• The problem: Rewrite the rows below as a two-column CSV with the headers "text" and "answer," one line for each piece of text along with all of its answers, and put each value in a single quoted field with any line breaks turned into spaces. Leave the pictures out.
==== Given data ====
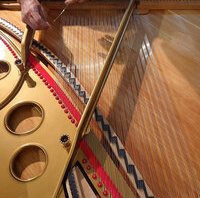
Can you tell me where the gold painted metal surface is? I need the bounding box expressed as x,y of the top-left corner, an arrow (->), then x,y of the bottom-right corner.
0,44 -> 76,197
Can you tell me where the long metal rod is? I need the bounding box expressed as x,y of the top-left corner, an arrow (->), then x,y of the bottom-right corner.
73,0 -> 136,151
60,0 -> 136,192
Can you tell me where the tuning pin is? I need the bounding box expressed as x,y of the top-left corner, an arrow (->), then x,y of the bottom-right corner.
60,134 -> 71,147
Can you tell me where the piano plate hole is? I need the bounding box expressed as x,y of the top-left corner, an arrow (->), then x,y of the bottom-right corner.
5,102 -> 44,135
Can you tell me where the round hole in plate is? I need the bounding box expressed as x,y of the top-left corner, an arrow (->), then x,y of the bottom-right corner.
10,145 -> 47,181
5,102 -> 44,135
0,60 -> 10,80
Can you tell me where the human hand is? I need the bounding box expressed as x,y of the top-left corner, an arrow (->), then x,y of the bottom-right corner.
65,0 -> 87,4
20,0 -> 50,30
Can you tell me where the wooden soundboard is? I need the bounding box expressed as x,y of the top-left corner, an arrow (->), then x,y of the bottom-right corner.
1,1 -> 200,198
====
• Exercise response:
text,answer
"Can you tell me where the gold painted metal surface is? I need the bounding box expressed as x,y of the top-left corner, an arrow (->), then x,y of the bottom-right corner.","0,44 -> 76,197"
"Can you tell me where the long metal rod is? I need the bounding box expressed as x,y of the top-left corner, an arrow (->), then x,y of the bottom-right corner.","73,0 -> 136,151 60,0 -> 136,192"
"Can you tell me where the tuning pin is? I need the bounding box expressed as x,y of the top-left corner, an arrow (->), then x,y of the bottom-right corner.","60,134 -> 71,147"
"Can you tell me where the piano plate hole is? I need the bounding box expressed as x,y of the top-left corner, an arrow (->), then x,y of the bottom-right corner.","5,102 -> 44,135"
"Can you tell me where the round hole in plate is? I need the bounding box expressed as x,y of the top-left corner, an arrow (->), then x,y of the bottom-right corner.","10,145 -> 47,181 5,102 -> 44,135 0,60 -> 10,80"
"Can you tell me where the human hand is? I need the bounding box expressed as x,y of the top-left corner, an arrow (->), then x,y of the bottom-right corner.","65,0 -> 87,4 20,0 -> 50,30"
"Can you tell me where the wooden soundboard is? I need the bounding box expressed as x,y of the top-left corner, an arrow (->), then x,y of the bottom-right corner.","1,1 -> 200,198"